▸ **Set problem**
Below are the records. Reproduce exactly the lines from the one containing "Please mark the flat" through the final line, and omit any pictures.
** start of Entries supplied **
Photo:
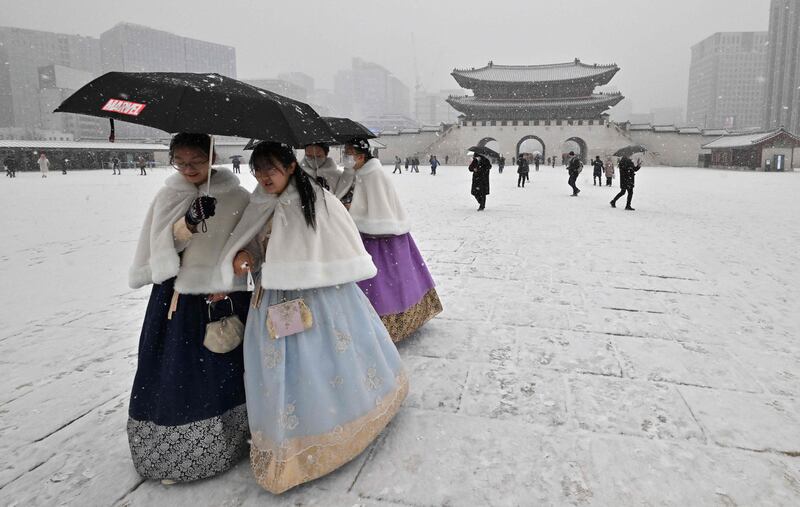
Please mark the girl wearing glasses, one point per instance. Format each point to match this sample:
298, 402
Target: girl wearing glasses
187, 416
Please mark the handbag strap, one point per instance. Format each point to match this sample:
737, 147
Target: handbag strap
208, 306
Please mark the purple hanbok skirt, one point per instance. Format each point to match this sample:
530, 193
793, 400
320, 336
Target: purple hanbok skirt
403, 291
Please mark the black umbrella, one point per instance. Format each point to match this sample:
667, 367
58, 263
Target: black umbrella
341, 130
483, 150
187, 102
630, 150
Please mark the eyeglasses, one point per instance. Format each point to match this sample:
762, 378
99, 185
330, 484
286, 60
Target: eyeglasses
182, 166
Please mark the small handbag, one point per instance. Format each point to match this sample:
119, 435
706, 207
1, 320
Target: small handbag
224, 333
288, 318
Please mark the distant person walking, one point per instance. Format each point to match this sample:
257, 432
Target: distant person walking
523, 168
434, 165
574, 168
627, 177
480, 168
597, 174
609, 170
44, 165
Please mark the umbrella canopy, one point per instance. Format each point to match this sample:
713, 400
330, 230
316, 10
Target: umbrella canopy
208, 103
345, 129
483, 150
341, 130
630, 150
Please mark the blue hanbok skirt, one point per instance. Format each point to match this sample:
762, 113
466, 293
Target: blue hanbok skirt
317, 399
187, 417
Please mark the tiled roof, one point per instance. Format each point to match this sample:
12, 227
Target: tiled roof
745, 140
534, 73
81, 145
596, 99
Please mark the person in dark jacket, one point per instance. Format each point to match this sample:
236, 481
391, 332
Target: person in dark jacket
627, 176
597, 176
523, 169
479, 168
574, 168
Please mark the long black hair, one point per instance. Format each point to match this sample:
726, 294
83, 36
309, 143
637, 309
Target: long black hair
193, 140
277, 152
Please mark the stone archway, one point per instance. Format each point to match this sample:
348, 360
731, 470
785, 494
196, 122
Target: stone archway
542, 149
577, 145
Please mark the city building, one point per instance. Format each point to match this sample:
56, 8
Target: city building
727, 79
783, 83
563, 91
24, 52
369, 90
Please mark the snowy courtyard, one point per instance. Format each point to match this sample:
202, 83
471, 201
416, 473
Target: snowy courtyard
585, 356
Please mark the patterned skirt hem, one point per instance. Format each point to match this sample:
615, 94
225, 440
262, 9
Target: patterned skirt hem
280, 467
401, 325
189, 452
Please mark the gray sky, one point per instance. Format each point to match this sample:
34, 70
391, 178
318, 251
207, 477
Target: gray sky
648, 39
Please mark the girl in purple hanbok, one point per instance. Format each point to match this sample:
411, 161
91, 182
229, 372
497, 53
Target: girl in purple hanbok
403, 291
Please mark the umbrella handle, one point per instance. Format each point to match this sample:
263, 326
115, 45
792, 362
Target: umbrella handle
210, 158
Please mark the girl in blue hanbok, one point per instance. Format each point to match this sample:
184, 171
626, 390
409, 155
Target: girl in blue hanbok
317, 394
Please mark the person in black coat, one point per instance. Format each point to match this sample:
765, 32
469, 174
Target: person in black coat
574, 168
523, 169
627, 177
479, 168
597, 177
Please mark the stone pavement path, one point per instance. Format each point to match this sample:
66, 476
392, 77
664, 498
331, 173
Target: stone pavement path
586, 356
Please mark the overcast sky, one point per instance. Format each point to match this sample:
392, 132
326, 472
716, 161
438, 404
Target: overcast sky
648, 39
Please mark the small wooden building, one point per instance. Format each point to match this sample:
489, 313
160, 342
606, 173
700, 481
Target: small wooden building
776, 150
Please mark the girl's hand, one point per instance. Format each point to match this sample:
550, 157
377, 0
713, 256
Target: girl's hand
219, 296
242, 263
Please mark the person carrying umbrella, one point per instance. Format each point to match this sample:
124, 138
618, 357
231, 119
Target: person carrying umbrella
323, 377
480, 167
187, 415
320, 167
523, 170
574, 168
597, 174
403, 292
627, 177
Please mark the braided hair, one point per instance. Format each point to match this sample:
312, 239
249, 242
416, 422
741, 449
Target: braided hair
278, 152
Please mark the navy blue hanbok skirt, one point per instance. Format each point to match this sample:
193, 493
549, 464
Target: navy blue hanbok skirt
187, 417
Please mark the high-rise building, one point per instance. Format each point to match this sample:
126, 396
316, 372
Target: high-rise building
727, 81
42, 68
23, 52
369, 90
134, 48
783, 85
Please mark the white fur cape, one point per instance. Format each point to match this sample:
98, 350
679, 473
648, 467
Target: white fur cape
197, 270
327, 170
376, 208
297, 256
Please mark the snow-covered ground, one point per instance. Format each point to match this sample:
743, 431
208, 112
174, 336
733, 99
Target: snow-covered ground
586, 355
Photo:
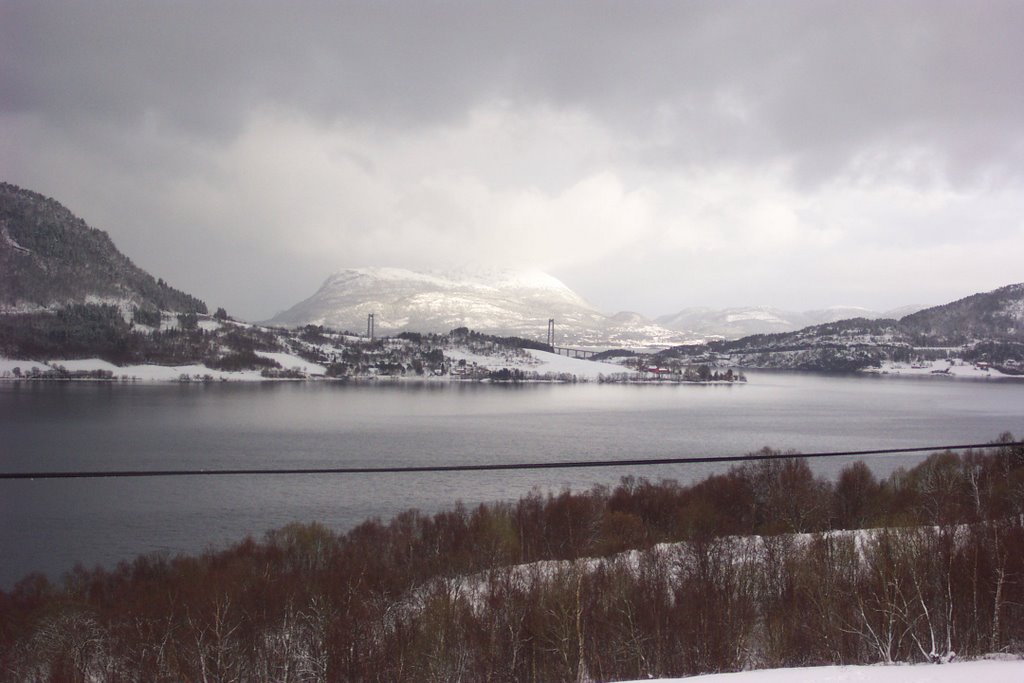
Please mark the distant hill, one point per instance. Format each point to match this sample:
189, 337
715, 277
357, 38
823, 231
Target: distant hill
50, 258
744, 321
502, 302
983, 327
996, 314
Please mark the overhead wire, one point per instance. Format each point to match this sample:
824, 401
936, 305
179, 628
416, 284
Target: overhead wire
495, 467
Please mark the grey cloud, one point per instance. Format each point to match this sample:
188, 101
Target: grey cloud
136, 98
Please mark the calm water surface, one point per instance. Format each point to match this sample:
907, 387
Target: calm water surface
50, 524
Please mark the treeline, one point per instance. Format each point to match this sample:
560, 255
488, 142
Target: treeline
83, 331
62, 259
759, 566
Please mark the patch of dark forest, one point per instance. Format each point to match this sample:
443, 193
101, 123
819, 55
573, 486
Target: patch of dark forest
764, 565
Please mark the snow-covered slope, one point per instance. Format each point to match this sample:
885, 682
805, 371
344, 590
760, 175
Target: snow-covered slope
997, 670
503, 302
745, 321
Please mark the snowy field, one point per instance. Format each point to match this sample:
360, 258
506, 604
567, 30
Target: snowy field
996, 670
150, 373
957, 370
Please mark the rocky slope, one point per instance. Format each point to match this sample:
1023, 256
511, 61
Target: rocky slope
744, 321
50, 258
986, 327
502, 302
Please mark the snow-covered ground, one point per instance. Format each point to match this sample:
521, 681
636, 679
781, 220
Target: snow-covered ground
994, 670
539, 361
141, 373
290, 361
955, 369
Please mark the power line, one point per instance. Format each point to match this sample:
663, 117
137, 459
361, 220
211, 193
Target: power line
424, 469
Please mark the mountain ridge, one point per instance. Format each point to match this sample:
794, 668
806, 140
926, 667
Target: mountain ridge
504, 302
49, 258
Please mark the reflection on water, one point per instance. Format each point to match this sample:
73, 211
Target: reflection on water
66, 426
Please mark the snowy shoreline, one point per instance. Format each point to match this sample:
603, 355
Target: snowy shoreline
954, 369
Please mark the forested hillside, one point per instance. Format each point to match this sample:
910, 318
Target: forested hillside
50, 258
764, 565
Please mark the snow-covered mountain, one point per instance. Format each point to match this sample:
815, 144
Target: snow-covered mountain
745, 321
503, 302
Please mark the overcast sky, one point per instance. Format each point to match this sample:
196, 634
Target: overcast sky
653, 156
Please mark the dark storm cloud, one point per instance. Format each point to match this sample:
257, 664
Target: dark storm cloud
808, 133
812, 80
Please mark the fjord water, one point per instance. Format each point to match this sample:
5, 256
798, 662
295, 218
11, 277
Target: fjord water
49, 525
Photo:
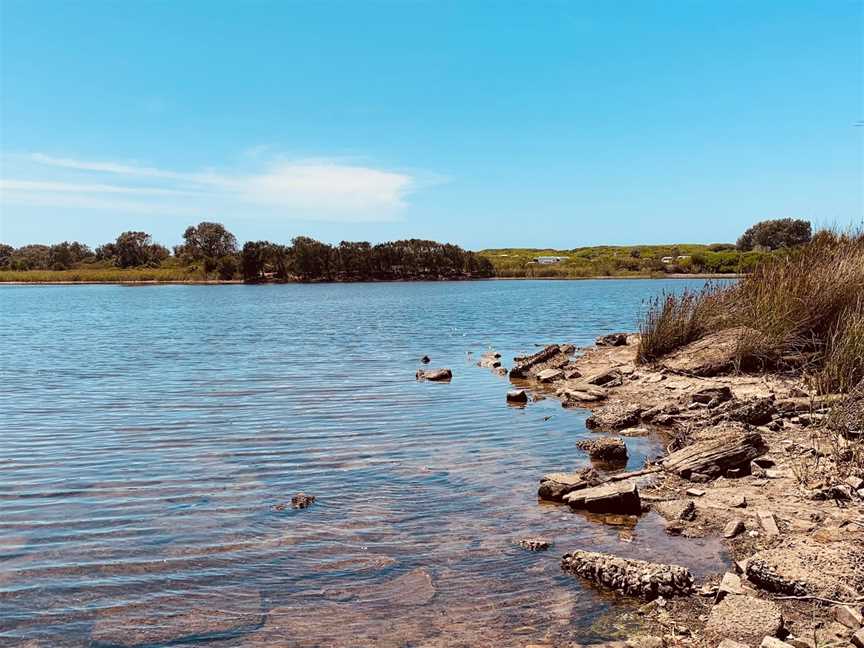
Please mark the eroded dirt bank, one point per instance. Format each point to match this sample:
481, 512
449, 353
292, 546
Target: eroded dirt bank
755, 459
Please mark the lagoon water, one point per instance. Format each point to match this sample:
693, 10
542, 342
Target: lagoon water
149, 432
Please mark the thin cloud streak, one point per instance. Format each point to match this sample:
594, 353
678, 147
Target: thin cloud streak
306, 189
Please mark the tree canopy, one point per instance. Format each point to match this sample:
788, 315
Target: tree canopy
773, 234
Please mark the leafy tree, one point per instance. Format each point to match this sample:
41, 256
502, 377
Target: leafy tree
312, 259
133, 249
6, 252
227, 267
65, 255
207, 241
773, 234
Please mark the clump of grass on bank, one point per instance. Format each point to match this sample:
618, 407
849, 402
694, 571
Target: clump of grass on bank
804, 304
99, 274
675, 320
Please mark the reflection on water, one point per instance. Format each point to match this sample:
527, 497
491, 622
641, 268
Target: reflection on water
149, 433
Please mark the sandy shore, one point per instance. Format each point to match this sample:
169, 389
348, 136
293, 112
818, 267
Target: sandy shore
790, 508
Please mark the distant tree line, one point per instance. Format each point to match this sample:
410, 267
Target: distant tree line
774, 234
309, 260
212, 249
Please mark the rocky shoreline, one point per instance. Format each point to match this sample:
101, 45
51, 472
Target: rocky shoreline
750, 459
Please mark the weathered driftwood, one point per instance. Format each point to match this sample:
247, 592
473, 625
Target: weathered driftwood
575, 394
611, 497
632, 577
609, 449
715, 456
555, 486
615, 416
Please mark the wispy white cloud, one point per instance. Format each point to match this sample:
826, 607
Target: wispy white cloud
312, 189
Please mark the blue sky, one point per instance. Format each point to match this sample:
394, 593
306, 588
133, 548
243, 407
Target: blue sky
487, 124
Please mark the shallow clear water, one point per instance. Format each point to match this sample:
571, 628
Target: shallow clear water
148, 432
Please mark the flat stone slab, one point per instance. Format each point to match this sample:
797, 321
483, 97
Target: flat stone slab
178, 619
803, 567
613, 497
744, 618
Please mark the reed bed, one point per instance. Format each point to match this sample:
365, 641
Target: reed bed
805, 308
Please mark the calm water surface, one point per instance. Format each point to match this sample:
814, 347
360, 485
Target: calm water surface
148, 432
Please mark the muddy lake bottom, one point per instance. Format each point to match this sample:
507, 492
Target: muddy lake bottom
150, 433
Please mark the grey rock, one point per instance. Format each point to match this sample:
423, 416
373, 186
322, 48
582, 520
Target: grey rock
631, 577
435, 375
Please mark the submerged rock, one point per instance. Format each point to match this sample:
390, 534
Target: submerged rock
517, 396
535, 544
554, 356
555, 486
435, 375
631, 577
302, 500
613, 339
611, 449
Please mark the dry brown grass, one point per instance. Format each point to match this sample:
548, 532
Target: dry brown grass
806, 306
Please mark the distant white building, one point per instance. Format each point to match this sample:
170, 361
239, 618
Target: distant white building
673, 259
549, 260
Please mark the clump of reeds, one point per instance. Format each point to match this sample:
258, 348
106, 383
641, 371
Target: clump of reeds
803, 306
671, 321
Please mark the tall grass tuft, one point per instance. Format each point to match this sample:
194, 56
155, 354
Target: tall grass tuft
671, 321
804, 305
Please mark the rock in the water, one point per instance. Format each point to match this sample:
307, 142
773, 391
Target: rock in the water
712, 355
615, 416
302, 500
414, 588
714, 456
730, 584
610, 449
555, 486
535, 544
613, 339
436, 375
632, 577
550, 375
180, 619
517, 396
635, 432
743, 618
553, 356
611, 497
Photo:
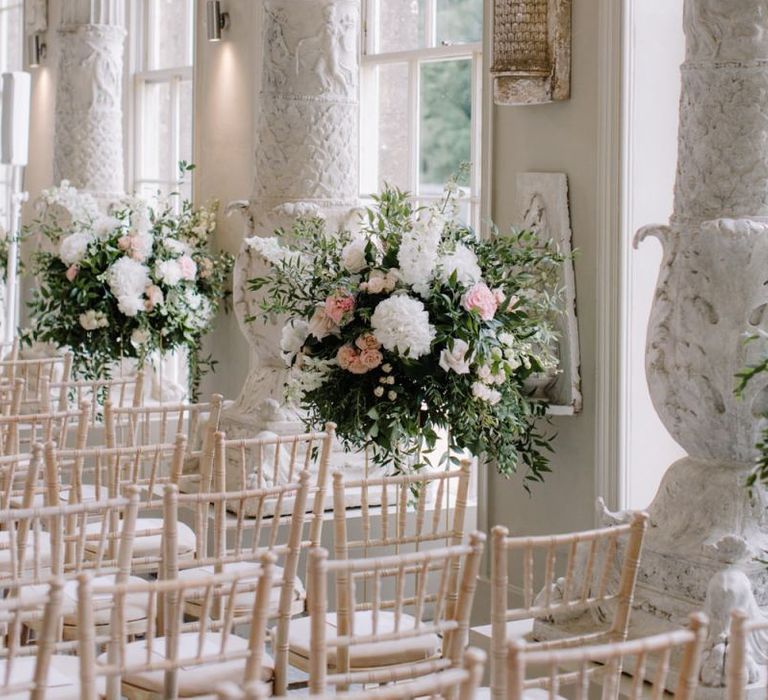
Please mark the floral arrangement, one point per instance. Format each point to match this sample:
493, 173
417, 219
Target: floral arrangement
** end of Entries supplied **
▸ **Response**
Please mark the flat stone slab, one point per instance. Format each point to match this sample:
797, 321
483, 97
Target: flat stone slab
178, 619
803, 567
613, 497
744, 618
Please mark the reed bed, one point per instance. Format each point to match this sample:
365, 641
Target: reed bed
805, 308
Please mark the calm water surface, one point per instance. Format each point to match this sample:
814, 347
360, 485
Target: calm water surface
148, 432
Please mark the muddy lake bottom, one point per instance. Format each point to match this sample:
507, 492
Target: muddy lake bottom
150, 433
Please mark the grey rock, one point per instance. Format each point to match this sample:
423, 416
373, 186
322, 48
582, 520
Target: grey rock
631, 577
435, 375
Please mark the submerged rock, one point per instance. Format each point to match this sample:
390, 534
Target: submerged rock
517, 396
535, 544
554, 356
555, 486
435, 375
631, 577
302, 500
613, 339
611, 449
Please mark the dry brown grass, one point per instance. Format each point to match this sample:
548, 532
Target: dry brown grass
806, 306
Please mark the distant white building, one point per instance. Format each point to match this sample:
170, 361
239, 618
Target: distant white building
673, 259
549, 260
Please mark the clump of reeds, one point per instance. Format each point to match this sample:
258, 348
106, 383
641, 371
Target: clump of reeds
803, 306
671, 321
Please mark the tall grass tuft, one point per instance. Format each point to match this sample:
194, 56
155, 354
Target: tall grass tuft
671, 321
804, 305
Please mark the rock in the water, one point per instance. Format each point to match this sample:
307, 142
773, 391
Target: rock in the water
712, 355
615, 416
302, 500
414, 588
714, 456
730, 584
610, 449
555, 486
535, 544
613, 339
436, 375
632, 577
550, 375
180, 619
517, 396
635, 432
743, 618
553, 356
611, 497
Photo:
Please mark the floral arrangement, one point per instance. Format each point to match this sample:
493, 173
417, 219
Target: floral arrangement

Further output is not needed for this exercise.